*Task to complete*. Reproduce every record below exactly as it appears.

======== Source records

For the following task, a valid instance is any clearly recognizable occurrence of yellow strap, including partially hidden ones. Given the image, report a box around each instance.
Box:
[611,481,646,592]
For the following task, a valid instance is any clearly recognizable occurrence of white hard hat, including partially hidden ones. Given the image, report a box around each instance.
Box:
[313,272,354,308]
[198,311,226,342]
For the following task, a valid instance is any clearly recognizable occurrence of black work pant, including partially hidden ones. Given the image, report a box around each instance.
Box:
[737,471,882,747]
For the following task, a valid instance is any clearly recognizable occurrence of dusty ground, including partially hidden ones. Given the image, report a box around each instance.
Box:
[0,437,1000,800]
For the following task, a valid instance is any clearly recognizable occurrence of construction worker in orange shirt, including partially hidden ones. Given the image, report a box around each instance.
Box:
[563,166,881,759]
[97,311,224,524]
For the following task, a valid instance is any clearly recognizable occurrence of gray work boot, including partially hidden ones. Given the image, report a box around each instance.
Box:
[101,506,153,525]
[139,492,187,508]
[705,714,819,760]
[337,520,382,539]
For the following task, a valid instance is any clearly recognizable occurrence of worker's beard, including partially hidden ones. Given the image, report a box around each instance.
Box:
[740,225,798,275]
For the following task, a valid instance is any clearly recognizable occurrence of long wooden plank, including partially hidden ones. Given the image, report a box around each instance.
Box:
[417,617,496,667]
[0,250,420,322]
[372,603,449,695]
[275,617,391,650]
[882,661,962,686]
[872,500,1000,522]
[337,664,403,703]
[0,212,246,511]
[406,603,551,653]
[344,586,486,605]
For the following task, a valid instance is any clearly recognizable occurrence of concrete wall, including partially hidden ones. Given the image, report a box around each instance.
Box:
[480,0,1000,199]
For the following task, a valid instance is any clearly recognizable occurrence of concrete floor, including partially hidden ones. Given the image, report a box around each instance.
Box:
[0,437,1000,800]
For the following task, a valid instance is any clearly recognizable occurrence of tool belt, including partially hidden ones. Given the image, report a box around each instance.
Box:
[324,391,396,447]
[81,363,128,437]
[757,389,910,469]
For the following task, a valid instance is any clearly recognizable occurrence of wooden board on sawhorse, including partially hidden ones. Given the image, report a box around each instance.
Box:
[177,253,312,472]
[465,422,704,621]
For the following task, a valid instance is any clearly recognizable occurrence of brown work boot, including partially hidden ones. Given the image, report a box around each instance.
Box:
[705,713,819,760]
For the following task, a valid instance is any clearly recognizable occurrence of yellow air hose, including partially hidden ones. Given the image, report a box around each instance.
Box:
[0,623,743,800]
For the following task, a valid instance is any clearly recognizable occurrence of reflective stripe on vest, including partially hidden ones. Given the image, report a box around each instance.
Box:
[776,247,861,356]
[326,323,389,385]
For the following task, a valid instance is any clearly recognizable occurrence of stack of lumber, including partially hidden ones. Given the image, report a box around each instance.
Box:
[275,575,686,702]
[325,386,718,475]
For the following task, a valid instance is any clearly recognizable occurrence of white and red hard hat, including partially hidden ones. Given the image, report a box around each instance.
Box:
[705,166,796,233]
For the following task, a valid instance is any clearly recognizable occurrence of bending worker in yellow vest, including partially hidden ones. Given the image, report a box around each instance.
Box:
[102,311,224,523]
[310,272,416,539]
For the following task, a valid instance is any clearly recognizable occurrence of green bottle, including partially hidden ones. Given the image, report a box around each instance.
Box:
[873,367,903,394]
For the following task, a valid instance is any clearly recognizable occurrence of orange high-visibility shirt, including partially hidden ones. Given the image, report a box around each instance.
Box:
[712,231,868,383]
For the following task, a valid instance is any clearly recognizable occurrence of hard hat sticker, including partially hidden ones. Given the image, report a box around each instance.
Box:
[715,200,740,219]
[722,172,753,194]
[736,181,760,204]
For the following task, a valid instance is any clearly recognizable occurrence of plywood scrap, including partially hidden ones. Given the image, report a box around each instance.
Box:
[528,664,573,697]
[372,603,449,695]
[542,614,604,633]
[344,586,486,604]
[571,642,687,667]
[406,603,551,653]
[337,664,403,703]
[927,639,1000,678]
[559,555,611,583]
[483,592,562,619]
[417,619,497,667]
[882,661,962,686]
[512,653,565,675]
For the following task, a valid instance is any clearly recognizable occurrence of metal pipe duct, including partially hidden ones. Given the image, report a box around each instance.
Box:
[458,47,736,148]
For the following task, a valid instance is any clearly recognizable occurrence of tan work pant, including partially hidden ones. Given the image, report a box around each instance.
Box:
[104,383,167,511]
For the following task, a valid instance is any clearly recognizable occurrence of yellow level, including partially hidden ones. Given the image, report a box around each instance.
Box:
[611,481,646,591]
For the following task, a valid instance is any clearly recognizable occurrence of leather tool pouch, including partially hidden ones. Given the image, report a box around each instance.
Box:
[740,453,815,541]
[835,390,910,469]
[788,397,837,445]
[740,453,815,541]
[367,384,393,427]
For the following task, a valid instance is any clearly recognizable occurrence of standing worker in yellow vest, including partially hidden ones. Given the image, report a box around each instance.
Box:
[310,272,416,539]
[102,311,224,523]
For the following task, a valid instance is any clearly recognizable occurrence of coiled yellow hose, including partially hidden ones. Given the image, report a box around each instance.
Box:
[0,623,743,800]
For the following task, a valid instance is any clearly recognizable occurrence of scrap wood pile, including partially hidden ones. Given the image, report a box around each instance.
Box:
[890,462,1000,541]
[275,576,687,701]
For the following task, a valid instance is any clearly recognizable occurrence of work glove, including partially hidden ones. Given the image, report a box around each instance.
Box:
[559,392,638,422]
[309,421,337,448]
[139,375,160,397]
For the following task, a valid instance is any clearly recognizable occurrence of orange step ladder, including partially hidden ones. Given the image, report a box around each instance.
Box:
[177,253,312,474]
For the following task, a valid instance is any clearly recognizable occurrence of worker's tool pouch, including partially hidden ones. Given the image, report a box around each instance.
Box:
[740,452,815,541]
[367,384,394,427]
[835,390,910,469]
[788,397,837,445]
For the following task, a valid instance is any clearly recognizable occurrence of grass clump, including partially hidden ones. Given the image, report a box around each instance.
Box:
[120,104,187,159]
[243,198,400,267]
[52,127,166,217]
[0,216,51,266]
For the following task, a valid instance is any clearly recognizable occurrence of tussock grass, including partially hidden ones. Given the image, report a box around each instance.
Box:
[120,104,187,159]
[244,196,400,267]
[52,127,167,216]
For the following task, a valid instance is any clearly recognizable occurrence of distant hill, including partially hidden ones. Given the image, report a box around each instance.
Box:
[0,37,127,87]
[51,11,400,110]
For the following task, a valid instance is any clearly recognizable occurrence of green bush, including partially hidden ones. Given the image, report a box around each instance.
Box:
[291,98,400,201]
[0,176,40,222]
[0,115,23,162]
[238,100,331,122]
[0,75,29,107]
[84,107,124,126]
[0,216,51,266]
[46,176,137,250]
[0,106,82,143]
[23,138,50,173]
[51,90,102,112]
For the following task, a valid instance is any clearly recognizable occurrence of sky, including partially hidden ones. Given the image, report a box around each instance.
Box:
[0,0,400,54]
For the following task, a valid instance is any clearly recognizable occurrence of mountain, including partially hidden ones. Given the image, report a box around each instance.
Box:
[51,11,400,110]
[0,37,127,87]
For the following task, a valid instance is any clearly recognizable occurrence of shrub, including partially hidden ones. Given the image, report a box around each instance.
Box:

================

*Written response*.
For the following task, a valid instance is any clearly recognizable occurrence of yellow strap, including partially hidden ones. Given the image, report a box around each instance.
Box:
[611,481,646,592]
For the following task, a valid instance is any clearly recognizable occurrence of white hard hat, including partially hidden ones. Given the image, report a box around each instance.
Box:
[313,272,354,308]
[198,311,226,342]
For the following task, a valid instance is any clearly recognizable occurrence of black work pant, including partially hidden ones. Given the image, report a box around each instance.
Box:
[737,471,882,747]
For the following task, a valid instance is any clearly recognizable occurrence of dusty ground, including partially hidden ones. Given the image, report a box around each instance.
Box:
[0,437,1000,800]
For the following task, a valid instance is any clearly recognizable occurrence of construction worker in orange shirt, including partially hidden ones. Given the image, report a box around each instance.
Box:
[563,166,881,759]
[97,311,224,524]
For the following task, a valid instance is any clearly recognizable occurrence of gray work boot, including partially hidden ones. Given the image, report a box around each instance.
Box:
[101,506,153,525]
[139,492,187,508]
[705,714,819,760]
[337,520,382,539]
For the following task, a valid instance is any clearly recognizable occurrence of worker's beard, including partially hidden ones. Given the image, report a box around each instance.
Box:
[740,225,798,275]
For the following task, a valid instance is any clearly recognizable occurrence of long wooden plank, including partially hidden ones. Given the image, report a box around each instance.
Box:
[417,617,496,667]
[0,250,420,322]
[372,603,449,695]
[275,617,391,650]
[882,661,962,686]
[872,500,1000,522]
[337,664,403,703]
[0,212,246,511]
[406,603,551,653]
[344,586,486,605]
For the following task, a valid instance is any clearly recognizable occurrence of concrete wall, including partially hidden ones. Given the image, report a box around each instance.
Box:
[480,0,1000,199]
For the following task, a valid instance is any clearly recognizable occurrence of concrete floor, including partially hidden ones. Given the image, report a box around each instance.
Box:
[0,437,1000,800]
For the following task, a valid instance is any clearly recognizable occurrence of tool belt, including partially hidden ones. Given the image, report a box around each instance.
Box:
[324,391,396,447]
[81,363,128,437]
[757,389,910,469]
For the following task, a valid instance is any clearly recognizable occurrence of wooden board on sawhorse, including partially hidden ones. Given the image, report a box around each instance.
Box:
[177,253,312,472]
[465,422,704,621]
For the following task, a valid instance is any clearly recognizable occurrence of brown work boot, including partially hidden ones. Given the image, report a box around each instance.
Box:
[705,713,819,760]
For the following task, a valid instance is any clearly recognizable occurrence of yellow air hose, including partially hidden ones. Given the image, report a box around each instance.
Box:
[0,623,743,800]
For the following task, a valid instance is any clearly recognizable occurrence of reflective stripe on vest, including partially hidden ones. Given the image, report a box around each instance.
Box:
[776,247,861,356]
[326,323,389,385]
For the following task, a valid instance is any clearly recognizable occurrence of stack of lumber, including partially hidden ones. Given the image, report a box around each instance.
Box:
[275,575,686,702]
[325,386,718,475]
For the following task, a valid instance is any clearly recognizable occurrence of white and red hard hat, including partially hidden ones. Given the image, report a box around each instance.
Box:
[705,166,796,233]
For the following task, a valid instance is any clearly recognizable occurrence of bending worker in yellow vest, including partially hidden ones. Given the image, report a box around each instance.
Box:
[102,311,224,523]
[310,272,416,539]
For the following task, a valid instance is any clearly recognizable occurrence of green bottle, including partially hidden ones. Given the image, report a box around each instance.
Box:
[873,367,903,394]
For the following task, a valid instance is any clearly recognizable occurrence of orange high-visibility shirt, including partially hidden ones. Given the image, report a box around each instance.
Box:
[712,231,868,383]
For the following task, a valid instance is any clearly recognizable occurrence of hard hat sticker, including partially hidden ones. Given the image, report a box around each instance.
Box:
[715,200,740,219]
[722,172,753,194]
[736,181,760,204]
For the following task, a valid instance is any clearly recognizable occurrence of plywood scrap, including partially hidden ones. Given the image, report a box around each instance.
Box:
[528,664,573,697]
[372,603,449,695]
[542,614,604,633]
[344,586,486,604]
[571,642,687,667]
[406,603,551,653]
[337,664,403,703]
[927,639,1000,678]
[559,555,611,583]
[483,592,562,619]
[417,619,497,667]
[882,661,962,686]
[512,653,565,675]
For the following task, a valid instance is any clearly recognizable occurrence of metal pipe duct, including partially hidden ones. Given the image, report a box around each instance.
Box:
[458,47,736,148]
For the following task, a valid instance is any clearly recognizable occurrence of tan work pant, including partially hidden ones. Given the image, report a box around each instance.
Box:
[104,383,167,511]
For the following task, a valid instance is any clearly recognizable occurrence of yellow level, including partially hidden ones. Given the image, report a box around each instance.
Box:
[611,481,646,591]
For the following task, a valid instance is any clearly recognizable occurrence of leather tool pouch, including partially hidden ones. Given the image, report a box around each instance.
Box:
[740,453,815,541]
[835,390,910,469]
[788,397,837,445]
[740,453,815,541]
[367,384,393,427]
For the following task, a valid instance is any clearly recognizable occurrence of standing worker in yellow vest, including partially hidden ones. Given the image, report a box around each instance.
Box:
[310,272,416,539]
[102,311,224,523]
For the following task, a valid instance is any clearly recognizable occurrence of coiled yellow hose, including partially hidden ones. Given the image, report a box around each instance.
Box:
[0,623,743,800]
For the following task, a valid instance is any clearly recognizable occurrence of scrap wood pile, including partially hidden ones. Given the image, report a box around each instance.
Box:
[890,462,1000,541]
[275,576,687,701]
For the following task, a valid instance is any clearly recognizable occurrence of work glove, including partially hidden ones. Given the image, report a box around each instance.
Box:
[559,392,638,422]
[309,421,337,448]
[139,375,160,397]
For the following task, a valid instance is any clearly recognizable occurrence of orange step ladder, including partially hidden ones. Given the image, report a box around each instance.
Box:
[177,253,312,474]
For the following task, a valid instance is any clearly recognizable occurrence of worker's tool pouch, including partially hidden ones. Given the image, report a box around each instance.
Box:
[740,452,815,541]
[367,384,394,427]
[835,390,910,469]
[788,397,837,445]
For the following task, a valid instance is any clearly recognizable occurrence of grass clump, including partially hidden ones. Given the image, report a box around each instance.
Box:
[120,104,187,159]
[243,198,400,267]
[52,127,166,217]
[0,216,51,266]
For the following task, a valid instance is any clearly recognizable occurrence of tussock grass, including partially hidden ones. Given the image, report a box around each instance.
Box:
[120,104,187,159]
[244,196,400,267]
[52,127,167,216]
For the following task, a valid instance is any clearly recognizable occurrence of distant hill, including partially hidden ones. Given the image, report a box around each instance.
Box:
[0,37,127,87]
[51,11,400,110]
For the following task, a valid instance is any clearly recognizable occurrence of green bush, including partially hidden ones. Given the image, report a box around each instance.
Box:
[291,98,400,201]
[0,176,40,222]
[0,115,23,162]
[238,100,331,122]
[0,75,29,107]
[84,107,124,126]
[0,216,51,266]
[46,176,137,250]
[0,106,82,143]
[23,138,50,173]
[51,90,102,112]
For the following task, a valid instance is any clearly recognizable occurrence of sky, including partially hidden ones. Given the image, report a box around each instance.
Box:
[0,0,400,54]
For the following task, a valid instance is any clearly recognizable occurrence of mountain, including partially hidden ones. Given the image, report a box around each instance.
Box:
[51,11,400,110]
[0,37,127,87]
For the following task, a valid instance is any clearly recognizable occurrence of shrub, including partially hidden ones. Given the image, report a box around each instance.
Box:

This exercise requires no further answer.